Prompt:
Extend the passage on paired-associate learning and early reading and spelling, picking up directly after its final sentence.

Selected text:
>>>>

For reading ability, visual-verbal PAL with nonwords has been shown to be a unique concurrent predictor among English speaking children (e.g., Hulme, Goetz, Gooch, Adams, & Snowling, 2007; Warmington & Hulme, 2012). Moreover, Vellutino et al. (1996) showed that early variations in PAL ability (matching ideographs with common words) during kindergarten were predictive of variations in later reading skills among English speaking children in Grades 1 and 2. However, a limitation to this study was that phoneme awareness was not controlled for (Hulme et al. 2007). To our knowledge, only one longitudinal study of spelling development has included a measure of visual-verbal PAL, namely Lervåg and Hulme’s (2010) study of Norwegian children. Participants in this study had to associate three nonword names with pictures of either unfamiliar children, fantasy animals, or letters. These nonword PAL tasks did not predict later word spelling when LK, PA, VSTM, and RAN were controlled for. Norwegian is closely related to Danish (the two languages are mutually intelligible), but, unlike Danish, Norwegian is a relatively transparent orthography (Hagtvet, Helland, & Lyster, 2006). Hence, it was of special interest to observe whether the weak predictive pattern found by Lervåg and Hulme (2010) would be replicated in the current study of the more opaque Danish orthography.
One theoretical account of the PAL–reading relationship is that visual–verbal PAL taps a crossmodal associative learning mechanism involved in establishing orthography–phonology mappings (Hulme et al., 2007; Warmington & Hulme, 2012). The orthographic units involved in this mapping process may involve either lexical units (arrays of letters that identify words) or sublexical units (letters or letter clusters). In this view, visual-verbal PAL taps the efficiency with which novel associations can be created in memory between visual stimuli and their names (the verbal response). According to many theorists, reading and spelling are closely linked during development and rely on the same store of knowledge (Ehri, 2000; Perfetti, 1997), and studies of the interplay between reading and spelling indicate that orthographic representations of words acquired during exposure to print are used for both reading and spelling (Moll & Landerl, 2009). Hence, if PAL is tapping variations in establishing orthography–phonology mappings at both the lexical and sublexical level, one would expect PAL to be predictive of both spelling and reading skills from the earliest stages of literacy development.

<<<<

Extracted entries:
>>>>

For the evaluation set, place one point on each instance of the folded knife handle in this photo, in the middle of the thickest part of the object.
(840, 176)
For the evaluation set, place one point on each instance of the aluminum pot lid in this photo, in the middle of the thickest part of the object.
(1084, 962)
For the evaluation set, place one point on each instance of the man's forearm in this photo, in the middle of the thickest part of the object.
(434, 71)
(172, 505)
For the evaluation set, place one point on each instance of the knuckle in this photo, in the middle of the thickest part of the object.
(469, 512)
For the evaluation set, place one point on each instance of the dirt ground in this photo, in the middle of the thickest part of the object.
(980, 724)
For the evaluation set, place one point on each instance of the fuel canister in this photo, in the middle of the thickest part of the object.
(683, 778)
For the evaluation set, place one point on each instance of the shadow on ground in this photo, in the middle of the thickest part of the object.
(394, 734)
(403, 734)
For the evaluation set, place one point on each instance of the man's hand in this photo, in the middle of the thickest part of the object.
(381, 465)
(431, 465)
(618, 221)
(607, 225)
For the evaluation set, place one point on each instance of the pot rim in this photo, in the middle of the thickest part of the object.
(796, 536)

<<<<
>>>>

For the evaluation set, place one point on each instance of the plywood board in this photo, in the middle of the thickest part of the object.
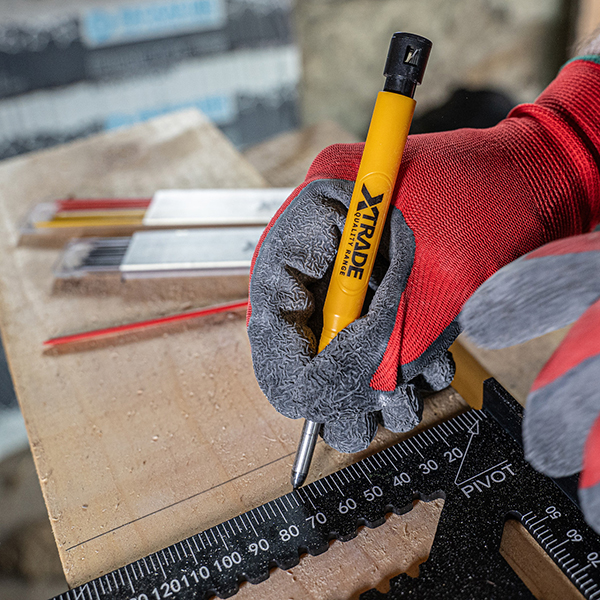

<<<<

Response to the exercise:
Another theoretical account termed the verbal account by Litt et al. (2013) is based on studies of children with dyslexia. Findings from these studies suggest that deficits in visual–verbal PAL are explained by the verbal nature of the task rather than by its crossmodal demands (e.g., Mayringer & Wimmer, 2000; Messbauer & de Jong, 2003). More specifically, researchers have proposed that verbal learning is the crucial component of visual–verbal PAL because the strongest deficits are observed when response stimuli are nonwords, i.e., phonological forms that have not been learned prior to the test (Elbro & Jensen, 2005; Mayringer & Wimmer, 2000). This has recently been supported by the study by Litt et al. (2013) who found that only PAL tasks requiring verbal output correlated significantly with reading. It has been suggested that difficulties in learning new phonological forms, tapped by visual-verbal PAL with nonwords, may affect both reading and spelling acquisition via impaired storage of new phonological forms. These phonological forms are thought to serve as underpinnings of the letter patterns of words or parts of words (Mayringer & Wimmer, 2000). Hence, orthographic learning may be negatively affected by under-specified phonological representations, and this may be a particular problem in opaque orthographies, where writers often need to establish word-specific associations between (strings of) phonemes and their conventional spellings (Shahar-Yames & Share, 2008). The present study addressed whether visual-verbal PAL with nonwords would turn out as a long-term predictor of spelling among Danish children who are faced with multiple instances of inconsistent mappings between sounds and letters.
Spelling in Danish
As previously mentioned, Danish has an opaque orthography with many inconsistent mappings between phonemes and graphemes and with many complex graphemes (Elbro, 2006; Juul & Sigurðsson, 2005). This sets it apart from the orthographies of the other Nordic languages (e.g., Norwegian and Finnish) and makes it similar to English (Seymour, Aro, & Erskine, 2003). Computing phoneme-grapheme consistencies along the same lines as Kessler and Treiman (2001), Juul (2008) reported consistencies (on a scale from 0 to 1) of .672 for Danish vowels and .750 for consonants. These coefficients indicate that the correct spelling of a Danish phoneme is generally quite hard to predict. For English, Kessler and Treiman (2001) found an even lower vowel consistency of .529; they did not report consistencies for individual consonant phonemes.
Two longitudinal studies have found Kindergarten PA and/or LK to be predictive of spelling in Danish beginners (Frost, 2001; Juul, 2007). However, both studies terminated in Grade 2 when variance in spelling mainly reflected phonological rather than orthographic spelling skills. Measures of spelling were also included in two Danish intervention studies (Elbro & Petersen, 2004; Lundberg, Frost, & Petersen, 1988), but, unfortunately, these did not report correlations between Kindergarten measures and later spelling skills. Thus, although Danish is of theoretical interest as an orthography akin to English, relatively little is known about predictors of spelling skills in Danish students.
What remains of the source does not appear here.